Selected extract:

────────────────────────────────────────

Note that in the book template I’ve used <xsl:apply-templates select=" … rather than just <xsl:apply-templates … This is because there is data in the source XML in which we are not interested and if we just let the built in template rules do their stuff the additional data would be copied across to the output tree. I’ve already mentioned the existence of built in template rules: when apply-templates is invoked to process a node and there is no matching template rule in the stylesheet a built in template rule is used, according to the type of the node. For example, for elements apply-templates is called on child nodes and for text and element nodes the text is copied over to the result tree. Try making the modification and viewing the results.

Using the select attribute of apply-templates is one solution - being more careful about which nodes to process (rather than just saying ‘process all children of the current node). Another is to be more precise about how to process them (rather than just saying ‘choose the best-fit template rule). This is termed ‘pull’ processing and is achieved using the value-of command:

<xsl:value-of select=”price” />

In this alternative pull model the stylesheet provides the structure and the document acts wholly as a data source. Thus a ‘pull’ version of the above example would be:

Listing 3: Example of push processing of books.xml: example2.xslt

 <?xml version="1.0"?>
 <xsl:stylesheet version="1.0" xmlns:xsl="http://www.w3.org/1999/XSL/Transform">
 
 <xsl:template match="/">
   <xsl:apply-templates/>
 </xsl:template>
 
 <xsl:template match="Library">
   <html>
   <head></head>
   <body>
   <h1>Library</h1>
   <table border="1">
   <tr>
   <td><b>Title</b></td>
   <td><b>PublishedDate</b></td>
   </tr>
     <xsl:apply-templates/>
   </table>
   </body>
   </html>
 </xsl:template>
 
 <xsl:template match="Book">
   <tr>
   <td><xsl:value-of select="Title"/></td>
   <td><xsl:value-of select="PublishedDate"/></td>
   </tr>
 </xsl:template>
 
 </xsl:stylesheet> 

These two examples are not hugely different but it is quite important you understand the small but important differences for future situations when you encounter more complex source documents and stylesheets. You can rely on the structure of the XML source document using template matching (push) or explicitly select elements, pulling them into the output document.

Other commands/ points worthy of note at this juncture (there are hundreds more for you to explore) are:

<xsl: for-each> which as you might guess, performs explicit processing of each of the specified nodes in turn.

<xsl: call-templates> invokes a specific template by name, rather than relying on pattern matching.

<xsl: apply-templates> can also take a mode attribute which allows you to make multiple passes through the XML data representation.

────────────────────────────────────────

Dataset extract:
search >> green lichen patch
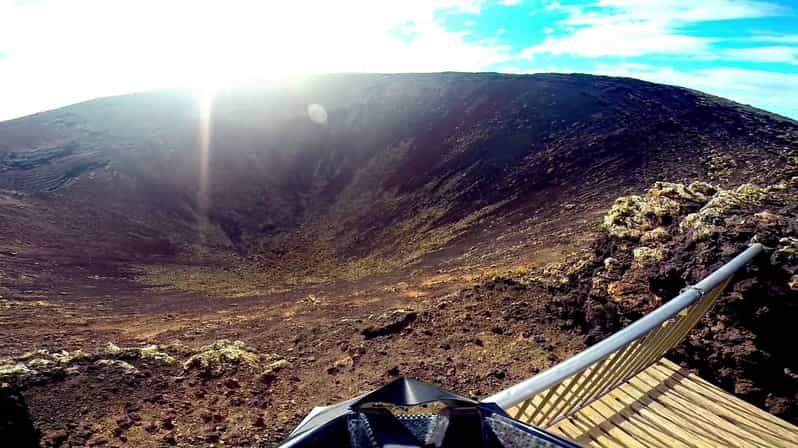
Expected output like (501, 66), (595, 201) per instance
(183, 339), (260, 377)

────────────────────────────────────────

Exercise objective: Continue the XSLT tutorial from the point where it stops.

The output:
I’ve briefly introduced the basic XSLT concepts and, in particular, the push and pull models. The pull model is characterised by a few large templates and use of the <xsl:value-of> element so that the stylesheet controls the order of items in the output. In comparison the push model tends more towards smaller templates with the output largely following the structure of the XML source document.

I mentioned earlier that XSLT is often thought of as a declarative language. However, it also contains the flow control and looping instructions consistent with a procedural language. Typically, a push model stylesheet emphasizes the declarative aspects of the language, while the pull model emphasizes the procedural aspects.

Note the use of the word ‘typical’ - most stylesheets will contain elements of both push and pull models. However, it is useful to keep the two models in mind as it can make your stylesheet development simpler.

There you have it – we’ve scratched the surface of the XSLT and XPath languages and I’ll leave you to explore further. Both Wrox and O’Reilly have several books on the subject that have been well reviewed … take your pick if you want to delve deeper. Let me know if you’d like me to write another article on XSLT, building on what I’ve introduced here.

Time to see what .NET has to offer.

XSLT in .NET

First point of note: you can perform XSLT processing on the server or client (assuming your client browser has an XSLT processor). The usual client vs. server arguments pervade here: chiefly you’d like to utilise the processing power of the client machine rather than tying up server resources but can you be sure the client browser population is fit for purpose? If the answer to the latter is yes – the main requirement being that the XSLT you’ve written doesn’t generate errors in the client browser processor – then you can simply reference the XSLT stylesheet from the XML file and the specified transformation will be undertaken.

Returning to the server side processing options: you won’t be surprised to learn that it is the system.xml namespace where the classes and other namespaces relating to XSLT are found. The main ones are:

1. XpathDocument (system.xml.xpath)
This provides the faster option for XSLT transformation as it provides read only, cursor style access to XML data via its DOM. It has no public properties or methods to remember but does have several different constructors by which it accepts the following objects: XmlTextReader, textReader, stream and string path to an XML document.

2. XslTransform (system.xml.xsl)
This is the XSLT processor and hence the key class of interest to us. Three main steps to utilise: instantiate the transform object, loads the XSLT document into it and then transform the required XML document (accessed via the XPathDocument object created for the purpose).

3. XsltArgumentList:
Allows provision of parameters to XslTransform. XSLT defines a xsl:param element that can be used to hold information passed into the stylesheet from the XSLT processor. XslTArgumentList is used to achieve this.

Also of direct relevance are: XmlDocument and XmlDataDocument but I won’t be considering them further here … I’ll leave this to your own investigation.

Going to go straight to a simple example showing 1 and 2 and above in action:

Listing 4: .NET example: Transform.aspx

 <%@ Page language="vb" trace="false" debug="false"%>
 <%@ Import Namespace="System.Xml" %>
 <%@ Import Namespace="System.Xml.Xsl" %>
 <%@ Import Namespace="System.Xml.XPath" %>
 <%@ Import Namespace="System.IO" %>
 
 <script language="VB" runat="server">
   public sub Page_Load(sender as Object, e as EventArgs)
     Dim xmlPath as string = Server.MapPath("books.xml")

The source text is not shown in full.